**About this task**
Read the lines below, and copy any that contain the string "railing".
== Records for processing
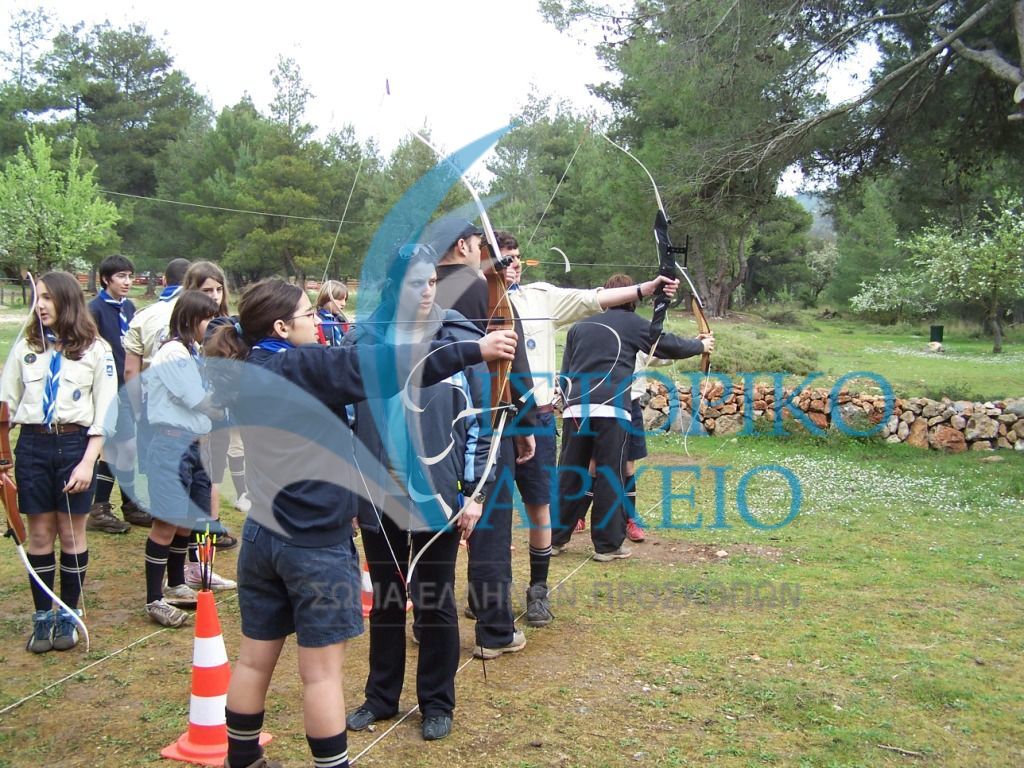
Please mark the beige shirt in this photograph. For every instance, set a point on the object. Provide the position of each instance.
(556, 307)
(173, 388)
(87, 393)
(147, 330)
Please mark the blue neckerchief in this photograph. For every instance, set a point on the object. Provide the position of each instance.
(273, 344)
(52, 383)
(332, 327)
(119, 303)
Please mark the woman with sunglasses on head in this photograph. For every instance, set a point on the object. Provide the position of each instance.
(224, 443)
(298, 569)
(58, 383)
(404, 441)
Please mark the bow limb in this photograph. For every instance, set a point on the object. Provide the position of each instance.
(15, 528)
(492, 459)
(560, 252)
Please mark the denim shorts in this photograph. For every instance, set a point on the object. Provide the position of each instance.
(43, 464)
(311, 591)
(534, 478)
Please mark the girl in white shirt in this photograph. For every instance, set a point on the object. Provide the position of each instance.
(58, 383)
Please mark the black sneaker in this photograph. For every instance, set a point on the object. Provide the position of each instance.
(538, 606)
(65, 631)
(436, 727)
(363, 718)
(41, 639)
(517, 643)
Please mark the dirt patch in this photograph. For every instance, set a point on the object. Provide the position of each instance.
(657, 550)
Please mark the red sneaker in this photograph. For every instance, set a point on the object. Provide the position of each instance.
(633, 531)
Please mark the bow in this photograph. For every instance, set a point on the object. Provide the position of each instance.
(671, 268)
(500, 316)
(15, 528)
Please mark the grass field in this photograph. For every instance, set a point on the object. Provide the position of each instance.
(882, 627)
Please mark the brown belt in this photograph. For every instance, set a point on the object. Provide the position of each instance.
(54, 428)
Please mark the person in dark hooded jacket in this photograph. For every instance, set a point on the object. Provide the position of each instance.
(435, 443)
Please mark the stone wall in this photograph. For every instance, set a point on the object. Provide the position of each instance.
(947, 425)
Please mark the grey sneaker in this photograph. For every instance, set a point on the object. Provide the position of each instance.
(66, 631)
(538, 606)
(41, 639)
(102, 519)
(181, 596)
(261, 763)
(166, 614)
(517, 643)
(619, 554)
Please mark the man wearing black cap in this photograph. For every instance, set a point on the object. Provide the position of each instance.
(461, 287)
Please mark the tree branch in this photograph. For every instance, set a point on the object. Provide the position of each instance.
(751, 157)
(990, 58)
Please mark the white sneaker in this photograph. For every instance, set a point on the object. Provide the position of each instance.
(218, 583)
(165, 614)
(181, 596)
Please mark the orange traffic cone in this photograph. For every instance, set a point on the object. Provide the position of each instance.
(206, 740)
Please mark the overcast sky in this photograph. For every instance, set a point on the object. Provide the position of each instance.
(463, 67)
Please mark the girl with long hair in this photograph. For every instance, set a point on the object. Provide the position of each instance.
(58, 383)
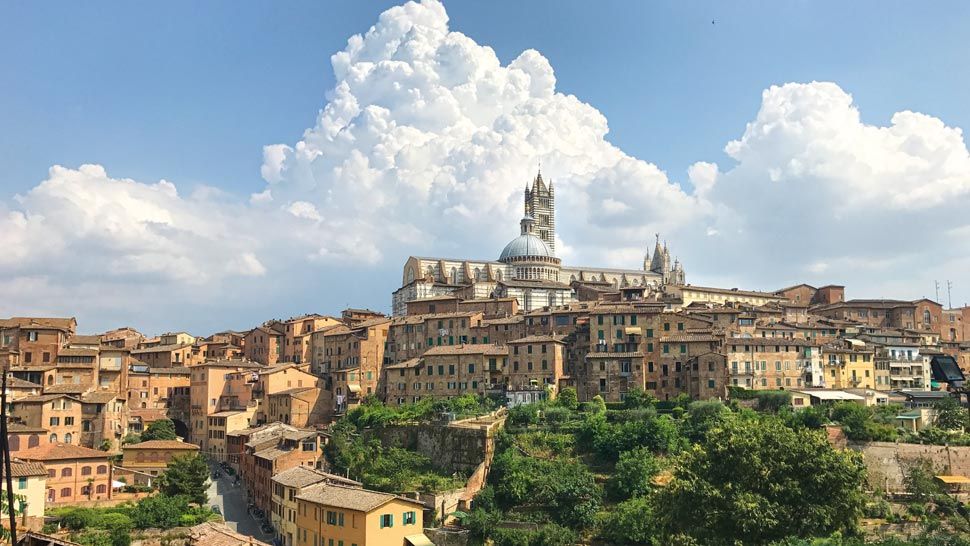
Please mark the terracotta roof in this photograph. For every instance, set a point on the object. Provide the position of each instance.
(733, 292)
(635, 354)
(539, 339)
(41, 398)
(174, 370)
(100, 397)
(58, 452)
(162, 444)
(688, 338)
(288, 392)
(23, 469)
(350, 498)
(39, 322)
(411, 363)
(467, 349)
(161, 348)
(17, 383)
(67, 388)
(301, 476)
(78, 339)
(218, 534)
(77, 351)
(248, 364)
(22, 428)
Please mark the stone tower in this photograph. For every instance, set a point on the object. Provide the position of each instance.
(540, 204)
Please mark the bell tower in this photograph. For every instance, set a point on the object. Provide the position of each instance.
(540, 204)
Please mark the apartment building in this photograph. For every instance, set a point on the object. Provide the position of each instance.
(74, 473)
(286, 486)
(357, 517)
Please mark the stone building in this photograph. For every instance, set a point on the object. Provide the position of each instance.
(527, 268)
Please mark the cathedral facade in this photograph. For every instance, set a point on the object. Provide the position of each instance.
(527, 268)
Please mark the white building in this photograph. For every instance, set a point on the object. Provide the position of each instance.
(527, 268)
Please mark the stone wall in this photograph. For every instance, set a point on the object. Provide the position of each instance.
(460, 446)
(887, 462)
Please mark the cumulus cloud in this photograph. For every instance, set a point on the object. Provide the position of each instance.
(424, 146)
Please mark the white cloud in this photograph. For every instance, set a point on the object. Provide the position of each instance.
(424, 146)
(302, 209)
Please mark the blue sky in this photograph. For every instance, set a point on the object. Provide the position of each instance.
(190, 92)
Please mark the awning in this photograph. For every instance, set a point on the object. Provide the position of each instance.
(418, 540)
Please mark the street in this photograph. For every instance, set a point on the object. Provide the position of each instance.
(231, 499)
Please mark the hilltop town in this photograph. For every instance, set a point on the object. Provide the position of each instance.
(369, 429)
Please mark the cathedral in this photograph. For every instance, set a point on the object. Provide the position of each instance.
(527, 268)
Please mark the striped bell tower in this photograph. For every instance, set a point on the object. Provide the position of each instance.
(540, 204)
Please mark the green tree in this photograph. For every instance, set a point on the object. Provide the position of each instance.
(950, 415)
(160, 511)
(634, 474)
(703, 416)
(630, 522)
(638, 398)
(186, 476)
(747, 481)
(567, 398)
(163, 429)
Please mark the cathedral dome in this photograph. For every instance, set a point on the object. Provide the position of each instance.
(525, 245)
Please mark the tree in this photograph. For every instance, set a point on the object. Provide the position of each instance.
(746, 482)
(633, 475)
(163, 429)
(567, 398)
(703, 416)
(630, 522)
(160, 511)
(949, 414)
(637, 398)
(186, 476)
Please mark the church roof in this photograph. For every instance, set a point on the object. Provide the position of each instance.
(524, 245)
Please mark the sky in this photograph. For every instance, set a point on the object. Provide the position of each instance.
(203, 166)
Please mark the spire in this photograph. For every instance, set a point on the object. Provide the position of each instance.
(657, 263)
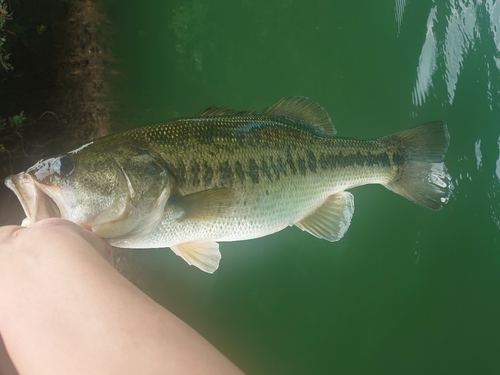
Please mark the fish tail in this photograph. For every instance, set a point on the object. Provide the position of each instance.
(421, 174)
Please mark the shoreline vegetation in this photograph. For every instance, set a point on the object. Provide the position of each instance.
(53, 93)
(54, 61)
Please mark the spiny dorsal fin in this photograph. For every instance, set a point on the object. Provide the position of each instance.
(305, 109)
(216, 111)
(309, 113)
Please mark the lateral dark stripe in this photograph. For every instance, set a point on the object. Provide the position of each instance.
(311, 161)
(207, 174)
(264, 167)
(194, 173)
(333, 161)
(226, 175)
(240, 173)
(290, 163)
(253, 171)
(301, 164)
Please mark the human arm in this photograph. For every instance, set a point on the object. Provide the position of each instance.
(64, 309)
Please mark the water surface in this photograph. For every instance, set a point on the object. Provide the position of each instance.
(407, 290)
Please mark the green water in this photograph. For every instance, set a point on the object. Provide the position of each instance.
(407, 290)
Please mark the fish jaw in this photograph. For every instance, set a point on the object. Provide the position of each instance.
(37, 205)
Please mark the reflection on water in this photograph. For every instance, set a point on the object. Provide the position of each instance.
(465, 29)
(399, 9)
(462, 35)
(427, 62)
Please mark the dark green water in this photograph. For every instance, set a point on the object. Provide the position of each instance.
(407, 290)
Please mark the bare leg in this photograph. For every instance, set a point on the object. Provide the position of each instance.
(64, 309)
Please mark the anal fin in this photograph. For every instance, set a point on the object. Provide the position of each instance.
(203, 254)
(331, 220)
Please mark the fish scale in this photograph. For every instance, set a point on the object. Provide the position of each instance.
(223, 175)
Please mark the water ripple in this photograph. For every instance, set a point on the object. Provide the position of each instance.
(454, 29)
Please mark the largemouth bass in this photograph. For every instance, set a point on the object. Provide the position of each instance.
(223, 175)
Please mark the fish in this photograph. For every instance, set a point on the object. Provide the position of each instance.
(226, 175)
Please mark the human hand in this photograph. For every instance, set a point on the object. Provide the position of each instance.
(52, 231)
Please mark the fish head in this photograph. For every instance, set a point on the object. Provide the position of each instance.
(117, 190)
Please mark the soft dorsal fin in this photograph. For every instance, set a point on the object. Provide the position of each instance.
(305, 109)
(216, 111)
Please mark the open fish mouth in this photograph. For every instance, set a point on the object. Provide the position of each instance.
(37, 205)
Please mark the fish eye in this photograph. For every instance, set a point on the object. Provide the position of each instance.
(63, 166)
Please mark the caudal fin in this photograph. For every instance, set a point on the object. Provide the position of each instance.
(422, 177)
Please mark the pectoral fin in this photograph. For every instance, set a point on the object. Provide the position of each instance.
(331, 220)
(203, 254)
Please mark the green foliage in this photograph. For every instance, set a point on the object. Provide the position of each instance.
(4, 16)
(13, 123)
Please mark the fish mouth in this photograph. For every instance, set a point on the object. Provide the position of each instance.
(37, 205)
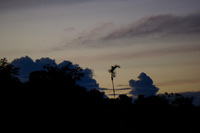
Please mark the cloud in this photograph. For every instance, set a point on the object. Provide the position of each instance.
(27, 65)
(147, 53)
(164, 24)
(143, 86)
(182, 81)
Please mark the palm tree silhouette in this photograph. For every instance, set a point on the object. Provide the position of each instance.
(113, 74)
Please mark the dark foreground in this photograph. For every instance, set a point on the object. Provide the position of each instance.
(51, 102)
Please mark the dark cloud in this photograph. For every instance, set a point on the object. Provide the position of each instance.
(27, 65)
(143, 86)
(160, 24)
(178, 82)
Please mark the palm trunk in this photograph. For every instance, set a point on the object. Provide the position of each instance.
(113, 86)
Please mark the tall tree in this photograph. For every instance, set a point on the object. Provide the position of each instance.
(113, 74)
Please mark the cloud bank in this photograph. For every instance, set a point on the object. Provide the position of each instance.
(158, 26)
(143, 86)
(164, 24)
(27, 65)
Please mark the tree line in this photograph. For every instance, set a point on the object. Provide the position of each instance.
(51, 101)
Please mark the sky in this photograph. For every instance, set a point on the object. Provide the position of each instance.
(156, 38)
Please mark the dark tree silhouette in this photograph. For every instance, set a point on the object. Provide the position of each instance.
(8, 76)
(113, 74)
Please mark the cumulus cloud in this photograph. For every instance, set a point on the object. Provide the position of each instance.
(164, 24)
(27, 65)
(143, 86)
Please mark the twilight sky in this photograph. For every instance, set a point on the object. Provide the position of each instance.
(158, 37)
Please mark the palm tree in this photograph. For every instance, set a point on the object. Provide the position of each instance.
(113, 74)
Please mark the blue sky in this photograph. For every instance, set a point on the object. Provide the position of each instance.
(158, 37)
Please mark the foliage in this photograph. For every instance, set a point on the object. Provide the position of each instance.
(52, 102)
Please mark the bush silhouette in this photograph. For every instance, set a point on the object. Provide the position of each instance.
(51, 101)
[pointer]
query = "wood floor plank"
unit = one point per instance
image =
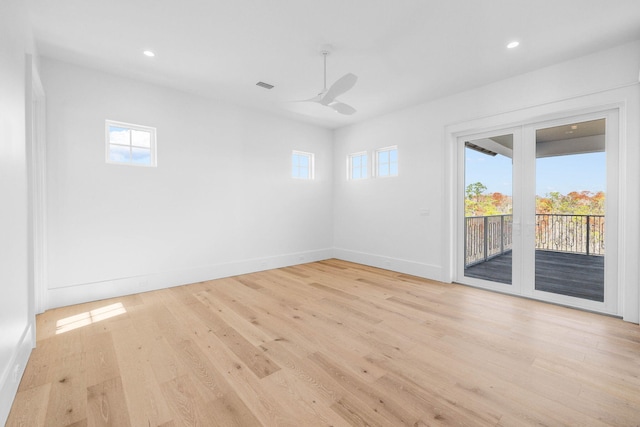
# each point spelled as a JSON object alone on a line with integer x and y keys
{"x": 330, "y": 343}
{"x": 106, "y": 405}
{"x": 30, "y": 408}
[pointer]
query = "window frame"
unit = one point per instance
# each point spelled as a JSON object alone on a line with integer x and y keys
{"x": 350, "y": 169}
{"x": 131, "y": 127}
{"x": 311, "y": 169}
{"x": 377, "y": 163}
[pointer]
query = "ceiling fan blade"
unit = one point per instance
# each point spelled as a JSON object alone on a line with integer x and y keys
{"x": 342, "y": 108}
{"x": 341, "y": 85}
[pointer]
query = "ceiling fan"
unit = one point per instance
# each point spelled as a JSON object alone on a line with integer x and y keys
{"x": 328, "y": 96}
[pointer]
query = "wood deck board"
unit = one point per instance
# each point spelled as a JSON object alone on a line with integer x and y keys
{"x": 331, "y": 343}
{"x": 575, "y": 275}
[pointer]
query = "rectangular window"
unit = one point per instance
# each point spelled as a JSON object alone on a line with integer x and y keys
{"x": 302, "y": 165}
{"x": 129, "y": 144}
{"x": 387, "y": 161}
{"x": 357, "y": 165}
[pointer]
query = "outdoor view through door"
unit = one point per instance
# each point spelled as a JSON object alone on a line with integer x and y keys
{"x": 488, "y": 208}
{"x": 569, "y": 217}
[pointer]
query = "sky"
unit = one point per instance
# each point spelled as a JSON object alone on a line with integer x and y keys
{"x": 577, "y": 172}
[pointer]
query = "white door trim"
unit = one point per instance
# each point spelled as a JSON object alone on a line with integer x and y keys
{"x": 36, "y": 151}
{"x": 598, "y": 103}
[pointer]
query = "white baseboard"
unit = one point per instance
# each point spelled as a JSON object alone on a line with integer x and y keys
{"x": 427, "y": 271}
{"x": 77, "y": 294}
{"x": 12, "y": 373}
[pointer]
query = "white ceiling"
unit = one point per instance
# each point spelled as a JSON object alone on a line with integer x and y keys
{"x": 403, "y": 51}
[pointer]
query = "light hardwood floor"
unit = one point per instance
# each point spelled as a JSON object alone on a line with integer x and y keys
{"x": 329, "y": 344}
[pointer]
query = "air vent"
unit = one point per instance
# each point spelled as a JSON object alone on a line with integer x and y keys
{"x": 480, "y": 149}
{"x": 264, "y": 85}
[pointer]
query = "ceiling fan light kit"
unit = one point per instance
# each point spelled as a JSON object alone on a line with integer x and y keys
{"x": 328, "y": 97}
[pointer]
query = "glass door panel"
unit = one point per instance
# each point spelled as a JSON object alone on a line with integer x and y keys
{"x": 570, "y": 210}
{"x": 488, "y": 212}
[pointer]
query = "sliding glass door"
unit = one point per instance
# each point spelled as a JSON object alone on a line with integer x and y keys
{"x": 488, "y": 208}
{"x": 537, "y": 210}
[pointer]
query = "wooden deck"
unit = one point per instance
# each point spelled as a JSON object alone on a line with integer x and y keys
{"x": 562, "y": 273}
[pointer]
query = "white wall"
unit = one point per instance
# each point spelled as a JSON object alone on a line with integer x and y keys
{"x": 220, "y": 202}
{"x": 16, "y": 316}
{"x": 379, "y": 222}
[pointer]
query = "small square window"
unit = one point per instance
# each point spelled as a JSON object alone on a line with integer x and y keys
{"x": 302, "y": 165}
{"x": 387, "y": 161}
{"x": 130, "y": 144}
{"x": 357, "y": 165}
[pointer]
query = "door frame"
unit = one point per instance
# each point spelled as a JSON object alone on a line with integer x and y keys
{"x": 36, "y": 178}
{"x": 596, "y": 104}
{"x": 515, "y": 286}
{"x": 612, "y": 212}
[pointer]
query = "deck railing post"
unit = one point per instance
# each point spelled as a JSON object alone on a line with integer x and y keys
{"x": 502, "y": 234}
{"x": 486, "y": 234}
{"x": 588, "y": 216}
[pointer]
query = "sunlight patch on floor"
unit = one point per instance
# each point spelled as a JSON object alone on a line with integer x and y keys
{"x": 88, "y": 317}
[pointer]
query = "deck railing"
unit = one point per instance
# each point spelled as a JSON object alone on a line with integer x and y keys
{"x": 489, "y": 236}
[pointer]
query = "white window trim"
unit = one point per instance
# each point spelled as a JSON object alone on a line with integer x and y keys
====
**Response**
query = "deck railing post"
query = "deck railing"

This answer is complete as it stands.